◆ **EXERCISE BRIEF**: Write out the passage of the temperature inversion article starting with "The delay of a" and going on through "of its driver.".

Scaling down CMOS technologies to 40 nm and below is imposing new challenges for physical design engineers relating to timing closure in their designs. In higher technology (90 nm and above), process, voltage and temperature (PVT) corners with the highest temperatures used to be the worst locations for synthesis.
Definition of Terms
Whereas at 90 nm and above, the delay times of a cell increases as temperature increases (Figure 1 below). But as we move to lower technology nodes (65 nm and below), it is necessary for designers to pick the libraries corresponding to the lowest temperature PVT because of temperature inversion effects where the delay of the cell actually decreases with increase in temperature.
Figure 1. Delay Variation with temperature
To confirm this effect in our designs using 40nm technology, we did few experiments. In this paper we will discuss those results and a few other factors associated with the temperature inversion effect. Analysis was done at cell level on a single inverter and the above behavior was confirmed (i.e. higher delay at lower temperature) as shown in Figure 2 below, with a Standard VT (SVT) library and core voltage of 1.1V.
Figure 2. Delay Characteristics of single stage inverter (To view larger image, click here)
In the above analysis, delay of the cell was measured at different temperature values. But the transition on the input and load at the output of inverter they often are assumed to be the same. So, the above analysis is not accurate as in reality, both input transition and input load are bound to change with temperature i.e. transition and input load increases with increase in temperature as shown in Figure 3 below.
Figure 3. Variation of input capacitance and input transition with temperature. (To view larger image click here)
The delay of a cell is direct function of both input transition and output load. As shown in Figure 3, input transition and input capacitance are lesser at lower temperature, so delay of the cell at lower temperature can actually be less as compared to higher temperature when used in real SoC designs because the input capacitance of cells will actually contribute to output load of its driver.
To explain the above reasoning, the simulations needed to be carried out on a chain of inverters connected in series. We used 5 inverters in series as shown in Figure 4 below.
Figure 4. Delay Characteristics of chain of inverter at 1.1V. (To view larger image, click here)
In this case, the following was observed:
1. A constant value of input transition and output load across temperature is applied at the input and output of the circuit respectively.
2. Delay of the middle (third) inverter is measured by varying the temperature only. The variation in input transition and output load of this third inverter will automatically come into calculations. Here, the trend line completely reversed as compared to that observed in a cell level analysis shown in Figure 4 above.

◆ **RECORD EXCERPTS**:
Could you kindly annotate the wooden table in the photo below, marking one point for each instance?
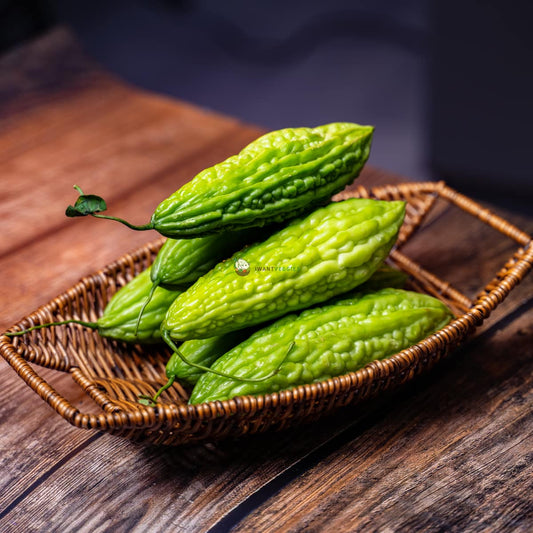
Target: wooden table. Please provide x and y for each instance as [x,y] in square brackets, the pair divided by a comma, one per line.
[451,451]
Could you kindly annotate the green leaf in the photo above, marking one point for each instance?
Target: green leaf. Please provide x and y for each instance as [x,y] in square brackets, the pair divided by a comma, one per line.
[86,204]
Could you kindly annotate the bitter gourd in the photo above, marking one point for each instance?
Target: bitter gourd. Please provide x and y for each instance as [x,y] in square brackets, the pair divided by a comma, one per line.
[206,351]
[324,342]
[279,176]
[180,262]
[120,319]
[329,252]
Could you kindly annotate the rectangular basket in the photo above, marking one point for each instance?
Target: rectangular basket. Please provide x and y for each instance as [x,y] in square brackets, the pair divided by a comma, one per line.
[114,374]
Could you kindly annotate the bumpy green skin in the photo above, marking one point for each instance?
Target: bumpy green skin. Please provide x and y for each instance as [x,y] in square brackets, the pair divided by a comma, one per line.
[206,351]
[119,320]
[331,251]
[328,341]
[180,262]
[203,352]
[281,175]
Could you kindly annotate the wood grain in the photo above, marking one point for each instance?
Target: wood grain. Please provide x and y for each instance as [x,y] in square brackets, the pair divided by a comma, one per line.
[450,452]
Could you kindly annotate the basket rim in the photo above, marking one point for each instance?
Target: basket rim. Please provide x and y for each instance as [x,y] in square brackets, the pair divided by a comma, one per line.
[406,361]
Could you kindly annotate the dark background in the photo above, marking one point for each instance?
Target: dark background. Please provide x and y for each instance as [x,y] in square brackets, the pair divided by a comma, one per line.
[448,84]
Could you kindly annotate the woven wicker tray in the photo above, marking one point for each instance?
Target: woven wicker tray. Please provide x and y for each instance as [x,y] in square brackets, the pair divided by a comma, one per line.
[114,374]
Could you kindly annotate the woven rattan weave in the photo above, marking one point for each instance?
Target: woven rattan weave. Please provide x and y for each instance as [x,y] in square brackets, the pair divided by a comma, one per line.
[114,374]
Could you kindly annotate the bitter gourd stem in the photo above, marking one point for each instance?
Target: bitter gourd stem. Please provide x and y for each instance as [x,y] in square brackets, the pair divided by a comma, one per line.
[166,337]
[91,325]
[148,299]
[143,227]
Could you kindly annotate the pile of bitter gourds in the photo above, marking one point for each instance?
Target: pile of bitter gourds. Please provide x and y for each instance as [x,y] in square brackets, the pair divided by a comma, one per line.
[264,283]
==
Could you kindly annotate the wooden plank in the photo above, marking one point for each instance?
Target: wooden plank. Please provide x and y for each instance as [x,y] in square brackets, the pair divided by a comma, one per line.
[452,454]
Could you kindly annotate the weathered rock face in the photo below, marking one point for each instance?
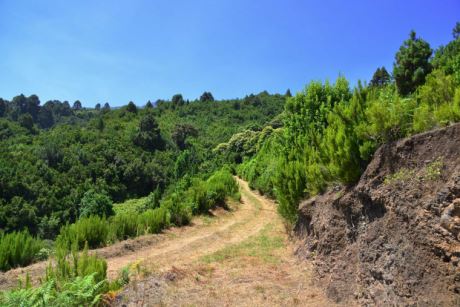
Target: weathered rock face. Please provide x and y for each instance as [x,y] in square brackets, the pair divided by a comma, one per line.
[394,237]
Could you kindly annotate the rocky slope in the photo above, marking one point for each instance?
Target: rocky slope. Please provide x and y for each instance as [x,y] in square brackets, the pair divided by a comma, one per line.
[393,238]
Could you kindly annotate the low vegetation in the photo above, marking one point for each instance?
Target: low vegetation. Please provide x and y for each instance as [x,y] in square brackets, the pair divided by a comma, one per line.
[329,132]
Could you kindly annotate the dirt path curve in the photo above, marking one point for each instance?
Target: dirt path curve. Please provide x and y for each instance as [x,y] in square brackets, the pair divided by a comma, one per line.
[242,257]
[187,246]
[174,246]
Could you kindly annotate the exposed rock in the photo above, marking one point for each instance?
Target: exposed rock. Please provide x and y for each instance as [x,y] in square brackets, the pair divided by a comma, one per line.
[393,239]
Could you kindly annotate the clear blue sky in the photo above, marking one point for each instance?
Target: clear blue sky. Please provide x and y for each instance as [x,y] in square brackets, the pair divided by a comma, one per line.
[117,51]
==
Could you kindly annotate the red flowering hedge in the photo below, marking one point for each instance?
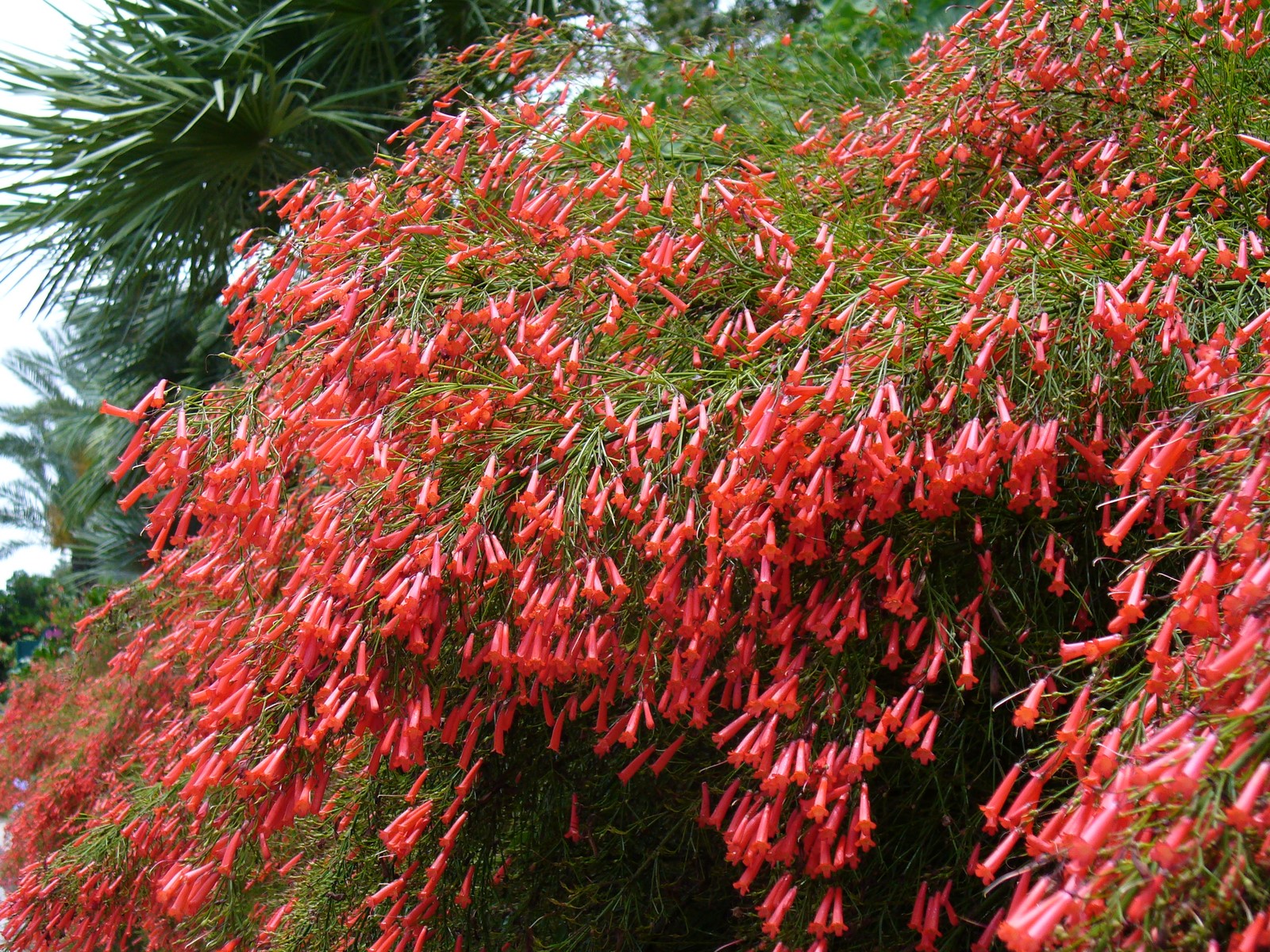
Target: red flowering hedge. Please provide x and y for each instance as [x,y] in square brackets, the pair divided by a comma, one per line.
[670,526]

◆ **WORKED SOLUTION**:
The delay of a cell is direct function of both input transition and output load. As shown in Figure 3, input transition and input capacitance are lesser at lower temperature, so delay of the cell at lower temperature can actually be less as compared to higher temperature when used in real SoC designs because the input capacitance of cells will actually contribute to output load of its driver.